## WHAT TO WORK ON:
Starting at the line with "Could you please identify the man's forehead", set down each line of the entries below through the last one, exactly as it stands.

## THE DATA:
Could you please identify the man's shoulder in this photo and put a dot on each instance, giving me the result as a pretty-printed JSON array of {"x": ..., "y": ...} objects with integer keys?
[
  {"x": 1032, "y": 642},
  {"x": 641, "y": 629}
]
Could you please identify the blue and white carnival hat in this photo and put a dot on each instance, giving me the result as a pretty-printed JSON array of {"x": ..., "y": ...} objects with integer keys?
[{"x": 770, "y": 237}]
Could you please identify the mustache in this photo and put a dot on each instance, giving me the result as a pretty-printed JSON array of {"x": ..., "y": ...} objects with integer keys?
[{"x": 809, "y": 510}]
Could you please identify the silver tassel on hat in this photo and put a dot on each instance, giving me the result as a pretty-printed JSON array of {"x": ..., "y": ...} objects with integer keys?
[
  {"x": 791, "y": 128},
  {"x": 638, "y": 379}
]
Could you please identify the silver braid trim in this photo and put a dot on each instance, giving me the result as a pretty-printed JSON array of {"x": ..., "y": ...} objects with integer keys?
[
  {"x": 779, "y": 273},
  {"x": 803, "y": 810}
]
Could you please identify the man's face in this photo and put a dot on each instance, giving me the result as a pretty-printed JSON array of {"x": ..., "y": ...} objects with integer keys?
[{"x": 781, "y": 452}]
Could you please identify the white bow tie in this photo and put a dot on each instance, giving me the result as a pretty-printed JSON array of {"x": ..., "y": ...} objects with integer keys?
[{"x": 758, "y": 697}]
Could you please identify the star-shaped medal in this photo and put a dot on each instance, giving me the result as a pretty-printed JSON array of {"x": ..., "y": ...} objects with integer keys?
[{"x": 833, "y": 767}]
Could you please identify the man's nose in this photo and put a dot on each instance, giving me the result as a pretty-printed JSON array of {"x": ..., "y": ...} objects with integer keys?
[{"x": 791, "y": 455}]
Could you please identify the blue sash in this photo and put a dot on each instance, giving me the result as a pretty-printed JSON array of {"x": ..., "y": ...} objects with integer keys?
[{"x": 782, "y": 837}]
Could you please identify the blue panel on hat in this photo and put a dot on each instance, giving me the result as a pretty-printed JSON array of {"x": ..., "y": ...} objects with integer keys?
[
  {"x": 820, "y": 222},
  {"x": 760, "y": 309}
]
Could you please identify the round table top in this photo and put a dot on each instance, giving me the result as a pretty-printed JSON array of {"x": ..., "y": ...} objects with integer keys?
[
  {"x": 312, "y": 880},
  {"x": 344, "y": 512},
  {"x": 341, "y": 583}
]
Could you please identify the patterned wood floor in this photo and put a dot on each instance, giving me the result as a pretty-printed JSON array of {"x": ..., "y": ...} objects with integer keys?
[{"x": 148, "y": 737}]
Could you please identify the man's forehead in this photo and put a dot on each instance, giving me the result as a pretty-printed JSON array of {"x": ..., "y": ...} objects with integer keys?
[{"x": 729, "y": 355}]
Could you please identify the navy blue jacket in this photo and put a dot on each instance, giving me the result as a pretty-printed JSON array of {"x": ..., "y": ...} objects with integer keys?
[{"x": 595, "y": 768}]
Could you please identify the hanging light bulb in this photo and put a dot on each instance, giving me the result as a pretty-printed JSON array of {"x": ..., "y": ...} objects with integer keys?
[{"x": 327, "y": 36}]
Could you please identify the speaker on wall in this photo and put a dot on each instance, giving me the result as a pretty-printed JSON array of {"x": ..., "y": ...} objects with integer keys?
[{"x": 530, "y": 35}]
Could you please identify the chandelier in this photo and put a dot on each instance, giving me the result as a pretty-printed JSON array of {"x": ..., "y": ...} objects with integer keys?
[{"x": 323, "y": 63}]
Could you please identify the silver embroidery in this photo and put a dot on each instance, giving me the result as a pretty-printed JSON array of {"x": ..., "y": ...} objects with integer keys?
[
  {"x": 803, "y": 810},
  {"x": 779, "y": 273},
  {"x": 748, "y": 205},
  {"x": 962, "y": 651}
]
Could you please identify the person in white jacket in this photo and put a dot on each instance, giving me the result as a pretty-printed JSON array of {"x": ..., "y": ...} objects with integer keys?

## ANSWER SECTION:
Could you please identify the man's forehead in this photo and put a dot on each instance, giving me the result as a pretty-printed JSON array of {"x": ..., "y": ...} objects with integer keys?
[{"x": 729, "y": 355}]
Could you please identify the navy blue jacket in this photo and put a dot on each instance, giving me the result as a pretty-printed JSON array of {"x": ..., "y": ...} objects with integer keys?
[{"x": 595, "y": 768}]
Could you please identify the hanging light bulb in this photo and put a dot on each instance, giving me the result as a pretty-printed JSON array of {"x": ..., "y": ...} objects with integer keys?
[{"x": 327, "y": 36}]
Could you please identify the speaker on wall in this photo and put a dot on each instance, giving me the result as a pretty-printed JSON array of {"x": ..., "y": ...} objects with integer keys?
[{"x": 530, "y": 35}]
Could you please identify the chandelier in this photo and put a dot on each instance, giving me the result as a pretty-printed JSON array of {"x": ..., "y": ...} objects with integer keys?
[{"x": 323, "y": 63}]
Could you please identify the silver embroidery in this photo and put a dot on each instance, giving me the result as a pretty-printed JSON array of {"x": ..., "y": ...} objects with integer keys?
[
  {"x": 803, "y": 810},
  {"x": 779, "y": 273},
  {"x": 748, "y": 205},
  {"x": 962, "y": 651}
]
Could you please identify the person in white jacket in this photo and put a dot on each instance, giving me the result as a pretty-printed JSON array of {"x": ..., "y": ...} objects with integer keys?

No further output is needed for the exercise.